◆ **LEESTEKST**:
>>>>
ABRvS 201306630/5/R3, 4 februari 2015 (Plattelandswoning)

Essentie: De luchtkwaliteit bij een voormalige agrarische bedrijfswoning moet worden beoordeeld aan de hand van de luchtkwaliteitseisen, als die woning door een derde mag worden bewoond. Het gaat om zogenoemde plattelandswoningen die geen binding hebben met het agrarische bedrijf waarbij de woning staat.

Een plattelandswoning is geen arbeidsplaats, als de bewoner geen binding heeft met het agrarische bedrijf. Dit betekent dat het bevoegd gezag bij besluiten met mogelijke gevolgen voor de luchtkwaliteit bij die plattelandswoning, rekening moet houden met de luchtkwaliteitseisen.

Voor de bescherming tegen luchtverontreiniging is het feitelijke gebruik van een functie dus belangrijker dan de planologische bestemming.

Toetsingskader: Wet milieubeheer, artikel 5.6 lid 2; Richtlijn 2008/50/EG

Betreft: Besluit van gemeente Weert (raad) tot vaststelling van het bestemmingsplan "Buitengebied 2011".

Relevante overwegingen: 6. Aan het perceel [locatie 2] is in het plan de aanduiding "specifieke vorm van wonen - voormalige agrarische bedrijfswoning" toegekend. Op dit perceel staat een woning die in eigendom toebehoort aan [belanghebbende] en door haar wordt bewoond. Zij heeft geen bindingen met de inrichting van [appellante].

Zoals hiervoor overwogen onder 3.2 is de Richtlijn geïmplementeerd in titel 5.2 van de Wet milieubeheer en bijlage 2 bij die wet.
<<<<
◆ **ITEMS**:
>>>>
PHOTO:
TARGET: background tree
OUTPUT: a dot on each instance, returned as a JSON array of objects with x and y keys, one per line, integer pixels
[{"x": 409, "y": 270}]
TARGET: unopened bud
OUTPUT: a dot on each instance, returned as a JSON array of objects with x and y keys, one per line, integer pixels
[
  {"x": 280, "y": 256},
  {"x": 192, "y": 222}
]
<<<<
>>>>
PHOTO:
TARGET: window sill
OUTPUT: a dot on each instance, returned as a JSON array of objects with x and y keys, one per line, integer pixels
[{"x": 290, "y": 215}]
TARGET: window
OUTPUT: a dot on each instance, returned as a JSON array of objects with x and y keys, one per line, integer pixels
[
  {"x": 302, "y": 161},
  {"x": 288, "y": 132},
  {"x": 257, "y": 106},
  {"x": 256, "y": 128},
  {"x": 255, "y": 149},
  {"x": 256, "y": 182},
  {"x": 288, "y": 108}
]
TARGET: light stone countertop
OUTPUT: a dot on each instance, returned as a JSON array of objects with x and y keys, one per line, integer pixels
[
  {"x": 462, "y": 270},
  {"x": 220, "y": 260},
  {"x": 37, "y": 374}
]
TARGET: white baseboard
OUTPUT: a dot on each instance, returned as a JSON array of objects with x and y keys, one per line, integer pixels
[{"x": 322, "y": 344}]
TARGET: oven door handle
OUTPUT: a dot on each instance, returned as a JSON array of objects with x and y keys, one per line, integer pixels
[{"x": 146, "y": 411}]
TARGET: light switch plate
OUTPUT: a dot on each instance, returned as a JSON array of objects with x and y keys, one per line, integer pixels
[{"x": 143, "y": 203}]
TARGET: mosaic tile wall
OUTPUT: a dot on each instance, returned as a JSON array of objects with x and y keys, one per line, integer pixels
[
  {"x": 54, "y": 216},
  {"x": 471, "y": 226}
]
<<<<
◆ **OPDRACHT**:
Wat is volgens de leestekst over de plattelandswoning voor de bescherming tegen luchtverontreiniging belangrijker dan de planologische bestemming?

◆ **EINDRESULTAAT**:
Het feitelijke gebruik van een functie.